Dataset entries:
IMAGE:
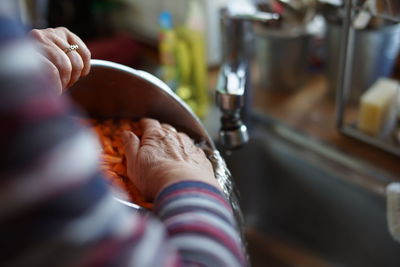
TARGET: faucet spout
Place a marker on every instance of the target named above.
(234, 76)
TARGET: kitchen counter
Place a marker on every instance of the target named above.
(311, 110)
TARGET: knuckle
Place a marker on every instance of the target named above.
(36, 34)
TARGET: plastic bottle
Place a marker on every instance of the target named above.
(192, 60)
(167, 44)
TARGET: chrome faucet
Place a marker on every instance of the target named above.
(234, 76)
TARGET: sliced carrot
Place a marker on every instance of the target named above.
(111, 159)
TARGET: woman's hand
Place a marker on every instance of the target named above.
(164, 156)
(65, 66)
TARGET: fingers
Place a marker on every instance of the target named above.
(131, 144)
(52, 73)
(83, 51)
(71, 65)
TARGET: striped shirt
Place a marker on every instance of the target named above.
(57, 210)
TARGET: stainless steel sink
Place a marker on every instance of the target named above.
(308, 205)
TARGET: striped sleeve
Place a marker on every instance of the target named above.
(200, 224)
(56, 209)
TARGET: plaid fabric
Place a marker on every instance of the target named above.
(57, 210)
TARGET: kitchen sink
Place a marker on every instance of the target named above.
(306, 204)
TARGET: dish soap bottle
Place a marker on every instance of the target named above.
(167, 44)
(192, 61)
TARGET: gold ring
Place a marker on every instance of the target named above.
(71, 48)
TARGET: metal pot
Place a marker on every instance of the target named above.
(112, 90)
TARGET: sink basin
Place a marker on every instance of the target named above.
(307, 205)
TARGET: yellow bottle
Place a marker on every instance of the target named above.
(191, 60)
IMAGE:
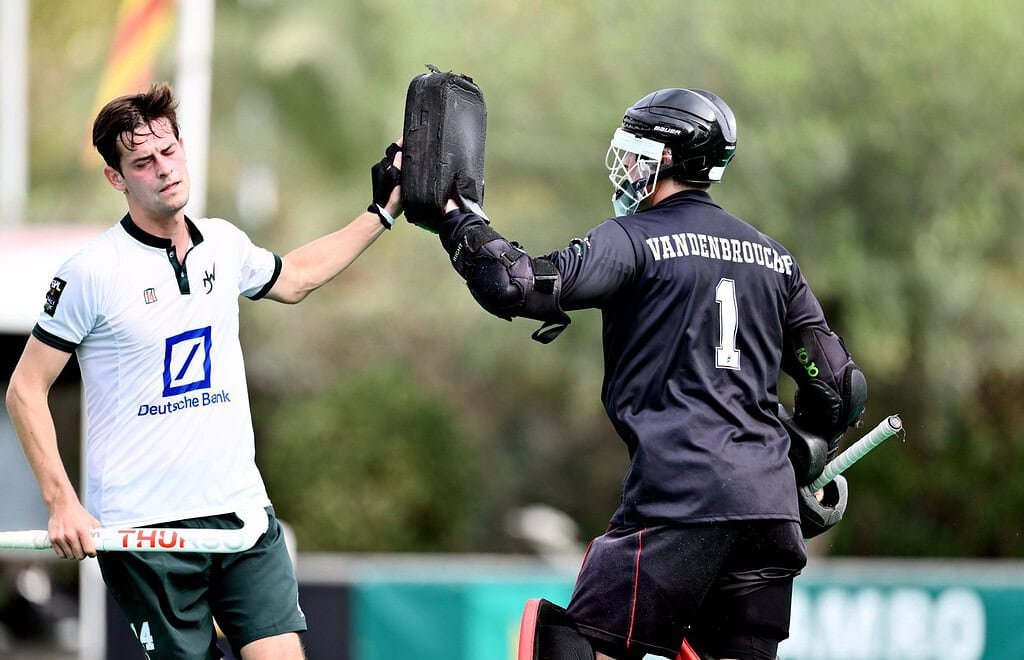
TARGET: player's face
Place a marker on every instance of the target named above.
(154, 175)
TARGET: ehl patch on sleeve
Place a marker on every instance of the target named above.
(53, 296)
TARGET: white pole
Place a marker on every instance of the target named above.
(193, 88)
(13, 111)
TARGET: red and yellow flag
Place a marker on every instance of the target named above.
(142, 29)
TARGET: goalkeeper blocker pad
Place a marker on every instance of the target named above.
(445, 127)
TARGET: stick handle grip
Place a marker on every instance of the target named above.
(162, 539)
(885, 430)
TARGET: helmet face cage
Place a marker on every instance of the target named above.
(634, 164)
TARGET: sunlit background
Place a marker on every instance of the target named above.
(436, 466)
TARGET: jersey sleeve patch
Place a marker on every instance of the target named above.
(53, 296)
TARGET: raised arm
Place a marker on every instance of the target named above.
(310, 266)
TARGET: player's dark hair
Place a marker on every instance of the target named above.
(119, 119)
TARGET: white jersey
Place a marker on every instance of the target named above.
(168, 428)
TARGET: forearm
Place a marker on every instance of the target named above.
(34, 425)
(307, 268)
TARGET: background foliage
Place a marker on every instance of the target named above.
(879, 141)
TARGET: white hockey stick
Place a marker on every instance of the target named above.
(886, 429)
(157, 539)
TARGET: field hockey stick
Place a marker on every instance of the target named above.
(156, 539)
(886, 429)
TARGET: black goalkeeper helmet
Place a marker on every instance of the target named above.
(697, 127)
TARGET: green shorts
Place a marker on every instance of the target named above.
(171, 599)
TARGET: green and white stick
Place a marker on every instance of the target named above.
(164, 539)
(886, 429)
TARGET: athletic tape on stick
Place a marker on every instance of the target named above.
(156, 539)
(886, 429)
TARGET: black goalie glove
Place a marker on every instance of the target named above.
(818, 517)
(385, 176)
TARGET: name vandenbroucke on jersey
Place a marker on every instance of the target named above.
(687, 244)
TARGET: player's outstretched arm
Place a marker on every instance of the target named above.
(310, 266)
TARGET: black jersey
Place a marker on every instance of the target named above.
(696, 304)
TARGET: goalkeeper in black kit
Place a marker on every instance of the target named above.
(700, 313)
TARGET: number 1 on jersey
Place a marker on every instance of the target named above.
(726, 355)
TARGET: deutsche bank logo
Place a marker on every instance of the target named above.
(186, 361)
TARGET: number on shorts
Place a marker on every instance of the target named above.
(726, 355)
(143, 634)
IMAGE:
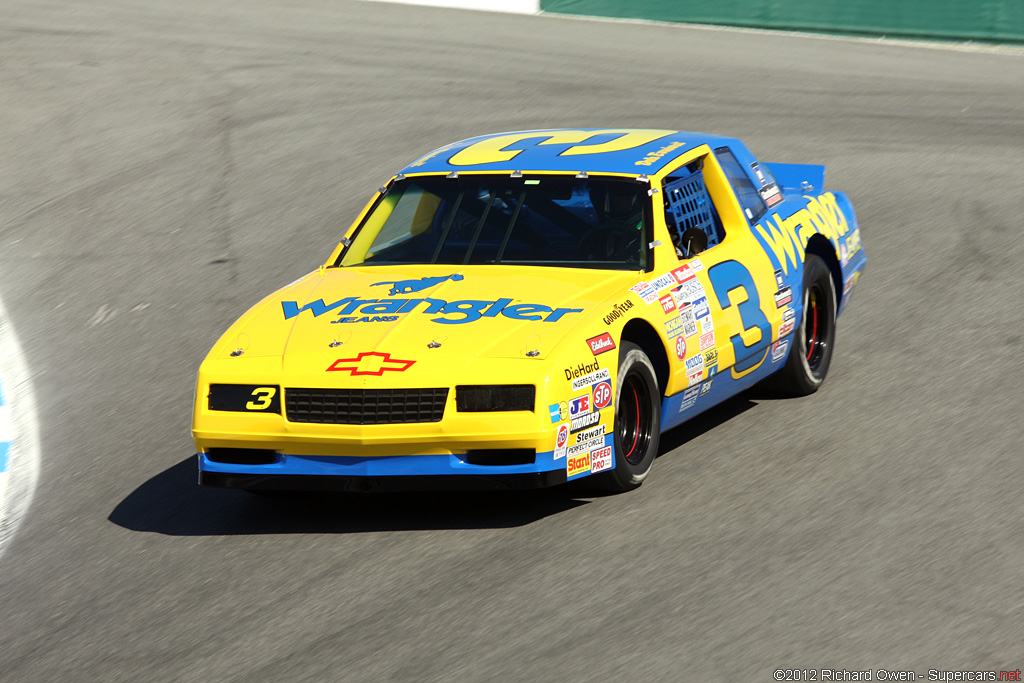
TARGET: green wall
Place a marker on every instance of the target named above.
(1000, 20)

#### DIRECTIONS FOR THIS TASK
Could you write out the records again exactly, without any of their pictures?

#### EXPECTED ANSWER
IMAGE:
TARGET: faucet spout
Place a marker on every instance of the target named above.
(234, 76)
TARGET: kitchen counter
Place a marker on every instance of the target named above.
(311, 110)
TARGET: knuckle
Place a marker on every instance of the target named above.
(36, 34)
TARGET: plastic bottle
Place a marker on every instance of the target named above.
(192, 60)
(167, 44)
TARGET: chrome faucet
Place a marker on every instance of the target named above.
(234, 76)
TARGET: sliced carrot
Place a marker on every instance of the target named above.
(111, 159)
TARGET: woman's hand
Place a marker on every instance of the target named above.
(164, 156)
(65, 66)
TARGET: fingers
Place a marker on every instance of the target named above.
(131, 144)
(52, 73)
(83, 51)
(71, 65)
TARGET: striped shirt
Place a marker on every instance of the target named above.
(57, 210)
TARGET: stainless steel sink
Place a marker on every instance of the target named above.
(308, 205)
TARGET: striped sleeve
Place a marker on every instance of the target named above.
(200, 224)
(56, 209)
TARGET: plaid fabric
Place a marker on every instance of the target named above.
(57, 210)
TARGET: kitchen sink
Place a marker on every instance of the target named above.
(306, 204)
TARGET: dish soap bottle
Place a marker on every instance of the target named above.
(167, 44)
(192, 61)
TARGET: gold ring
Place a marker on every instance of the target named above.
(71, 48)
TARGET: metal pot
Place a marker on every instance of the target named above.
(112, 90)
TARGET: sink basin
Place a marker on every instance of the target named above.
(307, 205)
TARGET: yellow bottle
Place a marker on every instance of the target named above.
(191, 60)
IMAGE:
TARGET: player's face
Place a marker on every instance of the target named above.
(154, 175)
TARGET: ehl patch on sleeve
Place a marker on every instance of the target named above.
(53, 296)
TARGET: white pole
Place a marker on every instance of the target named above.
(193, 88)
(13, 111)
TARGET: red and yellow flag
Place a marker on every instance of the target named above.
(142, 29)
TARGET: goalkeeper blocker pad
Place a marker on every instance of the target named above.
(445, 127)
TARGET: stick handle grip
Place a marker on every instance of the target named above.
(162, 539)
(885, 430)
TARGET: helmet face cage
Place a marker on every instance of the target named above.
(634, 164)
TARGET: sunlit background
Place a marker on every instance of the target named above.
(436, 466)
TARGET: jersey sleeve patch
Place a marker on every instance of the target named above.
(53, 296)
TARGET: raised arm
Place a marker on every instance of the target named above.
(310, 266)
TARGET: player's dark hair
Place a marker on every instance of the target named above.
(119, 119)
TARGET: white jersey
Place a marker on every instance of the target named above.
(168, 428)
TARGET: forearm
Place a marker on every instance of the target named above.
(34, 425)
(307, 268)
TARGET: background foliage
Place a marker on every instance of the target named above.
(879, 141)
TARGET: white hockey stick
Place a marker on every instance of the target named above.
(886, 429)
(157, 539)
TARGET: field hockey stick
Place a marker on every instance of the target named above.
(156, 539)
(886, 429)
TARGET: black goalkeeper helmet
Place a marker on every instance of the target named above.
(697, 127)
TARGET: green shorts
Place a marker on every instance of the target named above.
(171, 599)
TARGET: green and white stick
Place a marker on every instance of the target named above.
(164, 539)
(886, 429)
TARGET: athletic tape on stick
Place a marker on every instance of the target named above.
(156, 539)
(886, 429)
TARGET: black goalie glove
Place a marker on every instance of the target named above.
(818, 517)
(385, 176)
TARGET: name vandenbroucke on jersey
Place a marker on every instance of the target named above.
(687, 244)
TARGET: player's outstretched arm
Place a marker on every instance of the target named above.
(310, 266)
TARGET: black jersey
Place a marker on every instance of the target named above.
(696, 304)
TARGET: goalkeeper in black kit
Place a marker on every instance of the target named above.
(700, 313)
TARGET: number 1 on jersey
Place a marker on every instance of the target named above.
(726, 355)
TARGET: deutsche bank logo
Place a marker on every instance of the target named above.
(186, 361)
TARGET: number on shorts
Place a marker on every instance of the target named above.
(726, 355)
(143, 634)
IMAGE:
TARGET: green wall
Place a marker on every instance of the target named above.
(1000, 20)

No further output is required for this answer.